* [BUT DU TRAVAIL]:
Résume le texte source en deux phrases.

Mais au final, pourquoi tiens-tu mordicus à afficher tes couleurs sur tes heures de travail? Car c’est bien de cela qu’il s’agit. Pas de la possibilité de faire ton jogging parée de ton stylé hijab aux motifs arc-en-ciel. Pas non plus de liberté d’expression, puisque tu t’exprimes régulièrement dans les médias.
Tu portes le voile par décence? Par pudeur?
« J’ai fait le choix de ne pas montrer mon corps par modestie. », expliquais-tu à Denis Lévesque, en t’empressant d’ajouter : « C’est moi qui définis ce qu’est la modestie. » Heureuse précision, parce que je t’avoue qu’en se basant sur la définition du dictionnaire Robert, on se disait que tu as, comme Dalila Awada, la modestie pas mal, comment dire… é-las-tique?
La seule de tes raisons qui me rejoint? Celle de tes seize ans. Et je vais sans doute te surprendre en te révélant que je crois en Dieu.

* [SEGMENT DE DONNÉES]:

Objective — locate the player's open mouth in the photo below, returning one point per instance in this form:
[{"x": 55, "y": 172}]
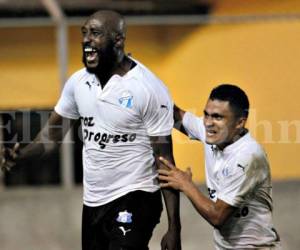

* [EXERCICE CORRIGÉ]:
Le texte demande à une femme voilée pourquoi elle tient à afficher ses couleurs pendant ses heures de travail, en précisant qu'il ne s'agit ni de faire son jogging en hijab ni de liberté d'expression, puisqu'elle s'exprime régulièrement dans les médias. Il raille la modestie qu'elle invoque et qu'elle dit définir elle-même, ne retient que la raison liée à ses seize ans et révèle que son auteur croit en Dieu.